:: DATASET ROWS
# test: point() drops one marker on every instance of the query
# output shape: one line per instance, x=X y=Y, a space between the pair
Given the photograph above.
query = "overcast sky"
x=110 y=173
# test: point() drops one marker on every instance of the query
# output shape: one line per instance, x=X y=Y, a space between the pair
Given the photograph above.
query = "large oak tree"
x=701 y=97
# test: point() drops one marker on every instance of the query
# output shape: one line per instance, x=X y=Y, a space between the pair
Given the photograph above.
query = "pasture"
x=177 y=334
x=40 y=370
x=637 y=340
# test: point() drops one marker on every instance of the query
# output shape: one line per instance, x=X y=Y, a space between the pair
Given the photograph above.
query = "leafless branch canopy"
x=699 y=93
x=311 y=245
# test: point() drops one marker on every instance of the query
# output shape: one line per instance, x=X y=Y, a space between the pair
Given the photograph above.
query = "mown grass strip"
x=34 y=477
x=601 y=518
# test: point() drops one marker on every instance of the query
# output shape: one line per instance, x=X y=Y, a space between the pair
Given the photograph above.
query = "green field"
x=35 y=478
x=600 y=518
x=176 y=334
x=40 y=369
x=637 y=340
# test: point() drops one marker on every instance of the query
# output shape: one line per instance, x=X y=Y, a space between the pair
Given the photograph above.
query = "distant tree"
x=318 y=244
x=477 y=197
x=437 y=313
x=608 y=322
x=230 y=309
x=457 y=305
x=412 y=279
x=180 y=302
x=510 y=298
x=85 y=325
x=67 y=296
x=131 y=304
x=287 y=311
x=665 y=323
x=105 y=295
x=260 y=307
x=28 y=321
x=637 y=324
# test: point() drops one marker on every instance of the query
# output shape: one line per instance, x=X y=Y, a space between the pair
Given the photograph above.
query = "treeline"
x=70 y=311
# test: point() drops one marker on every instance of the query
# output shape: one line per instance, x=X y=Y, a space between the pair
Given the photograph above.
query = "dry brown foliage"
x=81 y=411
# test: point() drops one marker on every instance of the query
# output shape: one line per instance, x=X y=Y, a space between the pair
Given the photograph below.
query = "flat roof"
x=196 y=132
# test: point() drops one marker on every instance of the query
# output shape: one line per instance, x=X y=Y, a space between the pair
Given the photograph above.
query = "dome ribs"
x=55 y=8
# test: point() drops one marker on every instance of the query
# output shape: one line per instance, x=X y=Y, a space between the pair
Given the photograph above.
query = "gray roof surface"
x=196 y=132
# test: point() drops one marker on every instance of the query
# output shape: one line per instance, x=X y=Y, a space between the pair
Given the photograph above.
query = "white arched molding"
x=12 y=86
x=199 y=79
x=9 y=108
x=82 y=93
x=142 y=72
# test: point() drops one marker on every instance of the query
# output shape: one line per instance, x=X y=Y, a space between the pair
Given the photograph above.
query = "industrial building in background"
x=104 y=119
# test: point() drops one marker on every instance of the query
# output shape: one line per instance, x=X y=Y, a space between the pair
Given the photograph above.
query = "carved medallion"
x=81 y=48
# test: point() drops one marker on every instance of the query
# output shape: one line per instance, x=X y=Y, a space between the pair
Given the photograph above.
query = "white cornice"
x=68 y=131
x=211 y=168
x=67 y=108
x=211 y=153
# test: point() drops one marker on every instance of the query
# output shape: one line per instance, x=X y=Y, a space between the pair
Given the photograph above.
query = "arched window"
::::
▶ **SHORT PROBLEM**: Rewrite the material above, switching every "photograph" to "image" and keeping everything else the same.

▶ **EXERCISE RESULT**:
# test: point() drops one marker on every instance of the query
# output shape: one line per instance, x=X y=Y, a space between the pair
Given the image above.
query = "overcast sky"
x=110 y=173
# test: point() drops one marker on every instance of the query
# output shape: one line per instance, x=X y=Y, a space between the pair
Given the image above.
query = "large oak tree"
x=701 y=97
# test: point() drops one marker on every instance of the query
# output shape: one line per instance, x=X y=Y, a space between the pair
Given the image above.
query = "pasture"
x=177 y=334
x=40 y=370
x=637 y=340
# test: point() drops one marker on every instance of the query
# output shape: one line per instance, x=X y=Y, a space between the pair
Given the image above.
query = "leafless branch canopy"
x=699 y=93
x=311 y=245
# test: point() drops one marker on every instance of the query
# output shape: one line per instance, x=X y=Y, a space between the pair
Given the image above.
query = "mown grass strip"
x=34 y=477
x=601 y=518
# test: point() drops one marker on every instance of the query
# output shape: one line per instance, x=X y=Y, a space between the pair
Given the image above.
query = "green field"
x=35 y=478
x=600 y=518
x=176 y=334
x=40 y=369
x=637 y=340
# test: point() drops one marker on every instance of the query
# output shape: one line per instance, x=X y=Y, a space between the pair
Given the image above.
query = "distant tree"
x=318 y=244
x=477 y=197
x=437 y=313
x=608 y=322
x=230 y=309
x=457 y=305
x=412 y=279
x=180 y=302
x=510 y=298
x=85 y=325
x=67 y=296
x=131 y=304
x=287 y=311
x=665 y=323
x=105 y=295
x=260 y=307
x=28 y=321
x=637 y=324
# test: point() drops one marker on every instance of the query
# output shape: one line per instance, x=X y=Y, a space between the pair
Given the image above.
query = "treeline"
x=70 y=311
# test: point() drops one marker on every instance of the query
# output shape: one line per instance, x=X y=Y, a space between the pair
Given the image above.
query = "dry brown foliage"
x=81 y=411
# test: point() drops one marker on every instance of the query
# output shape: one line per instance, x=X y=Y, a space between the pair
Given the image below.
query = "flat roof"
x=196 y=132
# test: point() drops one marker on every instance of the query
# output shape: one line per instance, x=X y=Y, a space between the pair
Given the image above.
query = "dome ribs"
x=55 y=8
# test: point() drops one marker on every instance of the query
# output shape: one line per instance, x=X y=Y, a space between the pair
Given the image above.
query = "gray roof surface"
x=196 y=132
# test: point() drops one marker on every instance of the query
# output shape: one line per instance, x=X y=Y, a space between the pair
Given the image above.
query = "white arched molding"
x=12 y=86
x=199 y=79
x=9 y=108
x=82 y=93
x=142 y=72
# test: point() drops one marker on every instance of the query
# output shape: one line per instance, x=X y=Y, a space between the pair
Given the image above.
query = "industrial building in background"
x=104 y=119
# test: point() drops one marker on every instance of the query
# output shape: one line per instance, x=X y=Y, a space between the pair
Given the image above.
query = "carved medallion"
x=81 y=48
# test: point() drops one marker on every instance of the query
# output shape: one line per instance, x=X y=Y, a space between the pair
Given the image above.
query = "white cornice"
x=68 y=131
x=211 y=168
x=67 y=108
x=211 y=153
# test: point() drops one marker on every instance of the query
# output shape: one line per instance, x=X y=Y, a space between the pair
Given the image above.
query = "arched window"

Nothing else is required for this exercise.